ASSIGNMENT:
Copy out the lines below that hold the word "distant".

SUPPLIED RECORDS:
*****

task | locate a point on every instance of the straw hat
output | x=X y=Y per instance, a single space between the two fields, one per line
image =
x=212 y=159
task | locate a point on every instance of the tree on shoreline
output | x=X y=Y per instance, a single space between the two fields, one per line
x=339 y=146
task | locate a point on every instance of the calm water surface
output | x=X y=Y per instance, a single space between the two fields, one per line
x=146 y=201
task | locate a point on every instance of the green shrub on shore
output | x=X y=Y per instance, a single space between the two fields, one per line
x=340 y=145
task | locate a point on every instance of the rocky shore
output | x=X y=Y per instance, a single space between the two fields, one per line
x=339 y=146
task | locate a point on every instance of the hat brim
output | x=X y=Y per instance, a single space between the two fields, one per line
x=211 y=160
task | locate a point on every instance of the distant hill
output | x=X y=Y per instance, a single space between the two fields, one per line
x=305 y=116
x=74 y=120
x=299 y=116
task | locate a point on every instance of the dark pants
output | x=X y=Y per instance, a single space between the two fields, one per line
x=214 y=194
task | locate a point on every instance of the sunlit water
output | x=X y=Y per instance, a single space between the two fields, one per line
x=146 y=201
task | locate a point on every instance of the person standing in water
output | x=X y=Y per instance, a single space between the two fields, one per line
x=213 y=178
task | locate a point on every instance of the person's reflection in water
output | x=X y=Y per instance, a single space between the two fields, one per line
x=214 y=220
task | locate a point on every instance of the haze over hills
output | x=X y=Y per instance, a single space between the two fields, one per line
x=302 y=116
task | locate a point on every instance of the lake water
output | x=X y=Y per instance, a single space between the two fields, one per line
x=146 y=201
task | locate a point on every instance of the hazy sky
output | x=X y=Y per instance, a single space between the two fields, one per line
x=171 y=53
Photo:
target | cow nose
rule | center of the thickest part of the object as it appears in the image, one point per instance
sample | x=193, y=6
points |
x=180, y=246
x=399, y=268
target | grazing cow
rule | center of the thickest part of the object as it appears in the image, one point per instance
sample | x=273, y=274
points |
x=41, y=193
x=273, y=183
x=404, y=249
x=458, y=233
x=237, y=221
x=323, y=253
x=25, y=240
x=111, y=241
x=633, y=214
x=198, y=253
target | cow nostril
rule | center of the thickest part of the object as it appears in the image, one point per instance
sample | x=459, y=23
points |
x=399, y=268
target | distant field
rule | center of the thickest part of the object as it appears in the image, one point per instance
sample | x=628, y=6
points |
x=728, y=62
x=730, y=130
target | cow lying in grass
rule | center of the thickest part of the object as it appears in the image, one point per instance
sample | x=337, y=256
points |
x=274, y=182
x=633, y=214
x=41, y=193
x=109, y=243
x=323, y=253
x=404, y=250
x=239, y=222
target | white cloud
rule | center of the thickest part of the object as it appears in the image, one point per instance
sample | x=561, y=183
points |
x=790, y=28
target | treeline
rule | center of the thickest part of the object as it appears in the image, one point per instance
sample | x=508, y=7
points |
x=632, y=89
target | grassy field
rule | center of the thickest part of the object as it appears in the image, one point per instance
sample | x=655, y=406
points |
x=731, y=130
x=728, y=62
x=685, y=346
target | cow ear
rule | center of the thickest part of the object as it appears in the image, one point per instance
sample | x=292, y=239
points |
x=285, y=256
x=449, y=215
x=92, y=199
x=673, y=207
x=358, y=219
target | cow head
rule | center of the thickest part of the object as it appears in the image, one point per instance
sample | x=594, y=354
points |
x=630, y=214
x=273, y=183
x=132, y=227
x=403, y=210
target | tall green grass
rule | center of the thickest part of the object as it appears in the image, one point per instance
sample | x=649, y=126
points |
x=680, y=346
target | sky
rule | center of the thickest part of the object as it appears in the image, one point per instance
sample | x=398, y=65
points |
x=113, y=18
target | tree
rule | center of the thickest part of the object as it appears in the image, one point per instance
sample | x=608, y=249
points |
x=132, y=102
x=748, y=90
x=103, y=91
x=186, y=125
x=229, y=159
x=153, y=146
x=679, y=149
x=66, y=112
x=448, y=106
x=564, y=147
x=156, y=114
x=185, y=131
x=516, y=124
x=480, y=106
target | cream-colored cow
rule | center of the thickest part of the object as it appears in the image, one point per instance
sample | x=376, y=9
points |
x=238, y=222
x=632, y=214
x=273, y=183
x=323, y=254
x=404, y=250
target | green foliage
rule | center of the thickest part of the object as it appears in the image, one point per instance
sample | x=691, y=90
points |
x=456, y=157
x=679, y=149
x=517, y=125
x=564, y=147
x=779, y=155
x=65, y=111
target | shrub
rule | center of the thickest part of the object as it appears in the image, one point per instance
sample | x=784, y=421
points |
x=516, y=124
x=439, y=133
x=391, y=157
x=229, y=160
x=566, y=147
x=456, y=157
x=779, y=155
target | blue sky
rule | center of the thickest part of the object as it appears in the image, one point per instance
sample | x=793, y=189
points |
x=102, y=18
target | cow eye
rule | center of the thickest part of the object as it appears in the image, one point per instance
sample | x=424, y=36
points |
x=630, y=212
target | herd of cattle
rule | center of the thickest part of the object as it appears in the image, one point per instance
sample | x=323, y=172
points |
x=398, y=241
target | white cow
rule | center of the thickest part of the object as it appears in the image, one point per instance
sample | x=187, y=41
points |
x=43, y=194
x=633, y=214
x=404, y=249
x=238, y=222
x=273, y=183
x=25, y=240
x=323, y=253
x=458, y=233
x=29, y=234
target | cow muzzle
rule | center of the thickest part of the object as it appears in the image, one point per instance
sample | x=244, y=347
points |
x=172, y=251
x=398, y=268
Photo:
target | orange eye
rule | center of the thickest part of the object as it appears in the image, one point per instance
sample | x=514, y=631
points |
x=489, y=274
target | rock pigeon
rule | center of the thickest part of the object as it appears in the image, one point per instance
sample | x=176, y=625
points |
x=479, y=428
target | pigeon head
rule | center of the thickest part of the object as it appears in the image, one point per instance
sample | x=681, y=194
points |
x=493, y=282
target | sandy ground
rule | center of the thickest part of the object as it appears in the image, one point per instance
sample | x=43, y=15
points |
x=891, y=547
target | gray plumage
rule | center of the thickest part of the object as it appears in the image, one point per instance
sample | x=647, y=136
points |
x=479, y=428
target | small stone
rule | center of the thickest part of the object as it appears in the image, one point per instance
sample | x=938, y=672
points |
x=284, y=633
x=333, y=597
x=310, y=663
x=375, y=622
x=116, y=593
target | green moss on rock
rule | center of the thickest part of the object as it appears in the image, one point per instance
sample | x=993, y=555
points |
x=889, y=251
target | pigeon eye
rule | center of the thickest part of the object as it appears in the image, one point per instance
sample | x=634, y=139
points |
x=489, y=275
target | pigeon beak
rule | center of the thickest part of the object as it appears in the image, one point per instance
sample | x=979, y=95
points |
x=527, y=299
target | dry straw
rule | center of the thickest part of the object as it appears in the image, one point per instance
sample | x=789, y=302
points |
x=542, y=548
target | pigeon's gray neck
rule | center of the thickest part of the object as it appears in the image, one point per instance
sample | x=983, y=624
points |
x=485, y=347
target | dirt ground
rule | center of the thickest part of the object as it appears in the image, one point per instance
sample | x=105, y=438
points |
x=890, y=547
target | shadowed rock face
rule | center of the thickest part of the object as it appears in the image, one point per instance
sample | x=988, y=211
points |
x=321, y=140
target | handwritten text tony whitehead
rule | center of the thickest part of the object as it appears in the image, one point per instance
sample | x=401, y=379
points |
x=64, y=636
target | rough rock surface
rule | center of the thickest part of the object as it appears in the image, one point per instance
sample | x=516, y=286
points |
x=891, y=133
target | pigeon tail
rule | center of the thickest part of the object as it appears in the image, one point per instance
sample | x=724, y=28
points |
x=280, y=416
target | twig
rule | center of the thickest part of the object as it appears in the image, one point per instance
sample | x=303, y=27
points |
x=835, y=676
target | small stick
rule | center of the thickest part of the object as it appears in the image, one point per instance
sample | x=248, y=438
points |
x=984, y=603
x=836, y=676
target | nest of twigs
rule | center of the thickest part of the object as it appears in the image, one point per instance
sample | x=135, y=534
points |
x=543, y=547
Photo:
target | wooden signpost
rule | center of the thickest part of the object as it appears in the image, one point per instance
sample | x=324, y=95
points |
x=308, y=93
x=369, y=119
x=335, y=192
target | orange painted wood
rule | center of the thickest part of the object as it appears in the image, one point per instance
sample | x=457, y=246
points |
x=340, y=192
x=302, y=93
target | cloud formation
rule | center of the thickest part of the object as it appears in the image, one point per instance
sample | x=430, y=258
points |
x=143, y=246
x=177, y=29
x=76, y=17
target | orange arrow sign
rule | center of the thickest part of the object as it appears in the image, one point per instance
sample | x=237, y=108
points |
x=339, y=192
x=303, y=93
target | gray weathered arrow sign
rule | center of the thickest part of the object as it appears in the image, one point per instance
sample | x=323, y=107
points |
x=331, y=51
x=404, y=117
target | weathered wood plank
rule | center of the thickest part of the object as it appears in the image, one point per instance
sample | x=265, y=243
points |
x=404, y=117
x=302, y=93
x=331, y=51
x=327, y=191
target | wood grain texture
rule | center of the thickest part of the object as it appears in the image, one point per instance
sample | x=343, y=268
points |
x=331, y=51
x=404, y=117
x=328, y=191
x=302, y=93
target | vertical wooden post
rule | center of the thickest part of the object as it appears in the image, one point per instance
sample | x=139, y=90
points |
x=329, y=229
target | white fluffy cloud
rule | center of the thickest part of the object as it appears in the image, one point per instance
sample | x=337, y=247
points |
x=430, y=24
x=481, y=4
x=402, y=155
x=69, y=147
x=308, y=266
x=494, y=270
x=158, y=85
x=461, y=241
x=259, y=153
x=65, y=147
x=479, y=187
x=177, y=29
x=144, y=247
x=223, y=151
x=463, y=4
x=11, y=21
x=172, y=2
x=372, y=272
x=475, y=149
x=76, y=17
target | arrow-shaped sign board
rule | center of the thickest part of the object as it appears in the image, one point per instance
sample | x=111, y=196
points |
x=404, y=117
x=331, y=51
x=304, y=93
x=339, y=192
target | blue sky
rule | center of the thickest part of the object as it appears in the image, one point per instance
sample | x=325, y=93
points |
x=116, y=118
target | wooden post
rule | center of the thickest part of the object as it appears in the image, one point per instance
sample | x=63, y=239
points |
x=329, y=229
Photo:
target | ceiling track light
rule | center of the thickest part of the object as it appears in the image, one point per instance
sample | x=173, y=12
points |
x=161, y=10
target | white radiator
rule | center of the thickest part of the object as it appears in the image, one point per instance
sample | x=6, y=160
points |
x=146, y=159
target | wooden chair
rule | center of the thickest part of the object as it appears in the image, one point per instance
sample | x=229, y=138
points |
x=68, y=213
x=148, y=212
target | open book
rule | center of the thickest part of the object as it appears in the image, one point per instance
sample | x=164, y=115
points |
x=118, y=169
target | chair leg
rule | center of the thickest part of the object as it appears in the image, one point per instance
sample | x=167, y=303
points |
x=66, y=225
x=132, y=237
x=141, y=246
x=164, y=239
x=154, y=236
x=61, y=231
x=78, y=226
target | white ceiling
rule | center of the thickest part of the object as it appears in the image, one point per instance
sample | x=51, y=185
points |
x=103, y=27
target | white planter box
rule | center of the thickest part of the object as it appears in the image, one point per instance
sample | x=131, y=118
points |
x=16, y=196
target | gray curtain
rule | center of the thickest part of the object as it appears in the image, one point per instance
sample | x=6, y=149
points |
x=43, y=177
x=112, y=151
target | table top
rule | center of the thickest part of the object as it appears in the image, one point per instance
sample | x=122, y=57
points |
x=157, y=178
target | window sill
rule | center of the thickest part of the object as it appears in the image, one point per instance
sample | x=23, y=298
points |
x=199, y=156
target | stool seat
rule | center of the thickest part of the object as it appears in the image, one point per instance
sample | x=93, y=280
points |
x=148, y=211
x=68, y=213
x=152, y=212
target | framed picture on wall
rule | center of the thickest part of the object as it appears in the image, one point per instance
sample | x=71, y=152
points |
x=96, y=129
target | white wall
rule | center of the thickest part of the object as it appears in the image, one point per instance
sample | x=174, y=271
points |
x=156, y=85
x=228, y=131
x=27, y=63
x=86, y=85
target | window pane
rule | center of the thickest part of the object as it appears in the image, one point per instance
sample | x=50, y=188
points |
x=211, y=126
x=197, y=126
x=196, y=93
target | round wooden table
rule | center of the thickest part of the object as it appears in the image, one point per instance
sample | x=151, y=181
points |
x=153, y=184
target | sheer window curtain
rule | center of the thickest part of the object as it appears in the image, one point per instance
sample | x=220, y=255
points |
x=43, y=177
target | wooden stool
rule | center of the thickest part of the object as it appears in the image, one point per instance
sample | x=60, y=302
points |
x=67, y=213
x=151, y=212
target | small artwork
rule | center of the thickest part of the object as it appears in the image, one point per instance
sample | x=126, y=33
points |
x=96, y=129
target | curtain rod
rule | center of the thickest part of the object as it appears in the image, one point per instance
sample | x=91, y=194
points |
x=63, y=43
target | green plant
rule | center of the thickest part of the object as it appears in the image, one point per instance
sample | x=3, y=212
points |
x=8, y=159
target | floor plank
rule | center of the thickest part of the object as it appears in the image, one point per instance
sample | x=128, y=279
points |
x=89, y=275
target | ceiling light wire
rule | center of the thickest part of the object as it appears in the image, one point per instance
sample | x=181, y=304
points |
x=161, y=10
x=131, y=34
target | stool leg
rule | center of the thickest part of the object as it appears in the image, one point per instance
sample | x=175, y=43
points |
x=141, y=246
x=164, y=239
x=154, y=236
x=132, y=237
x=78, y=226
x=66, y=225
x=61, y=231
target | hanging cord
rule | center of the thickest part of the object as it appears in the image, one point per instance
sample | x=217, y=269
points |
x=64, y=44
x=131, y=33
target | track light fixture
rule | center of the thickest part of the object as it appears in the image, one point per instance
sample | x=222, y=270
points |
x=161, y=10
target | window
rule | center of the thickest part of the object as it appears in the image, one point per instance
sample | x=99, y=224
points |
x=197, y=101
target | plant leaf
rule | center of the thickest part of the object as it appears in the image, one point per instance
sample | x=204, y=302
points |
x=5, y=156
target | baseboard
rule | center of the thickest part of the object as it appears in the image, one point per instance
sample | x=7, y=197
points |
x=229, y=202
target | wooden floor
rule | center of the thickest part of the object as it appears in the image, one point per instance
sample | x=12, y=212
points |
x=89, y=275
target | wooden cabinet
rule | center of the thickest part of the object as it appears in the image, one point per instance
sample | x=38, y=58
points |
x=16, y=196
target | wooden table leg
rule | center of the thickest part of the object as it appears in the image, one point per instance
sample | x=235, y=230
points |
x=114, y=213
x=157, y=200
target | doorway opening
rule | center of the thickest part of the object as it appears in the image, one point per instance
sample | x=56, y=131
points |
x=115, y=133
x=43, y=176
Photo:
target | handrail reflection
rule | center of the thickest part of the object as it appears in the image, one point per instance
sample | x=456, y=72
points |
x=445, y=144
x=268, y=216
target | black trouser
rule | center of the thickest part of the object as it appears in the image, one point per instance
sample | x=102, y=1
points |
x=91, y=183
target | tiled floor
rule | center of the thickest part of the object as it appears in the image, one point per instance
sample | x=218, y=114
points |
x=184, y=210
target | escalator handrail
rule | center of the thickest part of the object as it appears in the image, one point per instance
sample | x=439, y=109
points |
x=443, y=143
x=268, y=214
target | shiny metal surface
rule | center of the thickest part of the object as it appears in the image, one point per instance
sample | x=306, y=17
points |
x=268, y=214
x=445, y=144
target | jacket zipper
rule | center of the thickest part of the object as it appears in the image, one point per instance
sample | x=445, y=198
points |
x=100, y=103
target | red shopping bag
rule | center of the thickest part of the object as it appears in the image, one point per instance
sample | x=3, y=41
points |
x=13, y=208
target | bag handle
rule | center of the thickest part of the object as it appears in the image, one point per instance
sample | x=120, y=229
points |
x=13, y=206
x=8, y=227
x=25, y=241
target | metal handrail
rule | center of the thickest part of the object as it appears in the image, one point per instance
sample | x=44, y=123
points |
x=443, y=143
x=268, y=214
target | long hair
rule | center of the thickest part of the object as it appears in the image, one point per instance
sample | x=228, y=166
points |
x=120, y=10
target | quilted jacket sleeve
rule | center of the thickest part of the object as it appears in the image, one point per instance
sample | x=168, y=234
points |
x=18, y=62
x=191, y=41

*****

TASK SOLUTION:
task | locate a point on every instance of the distant hill
target | distant field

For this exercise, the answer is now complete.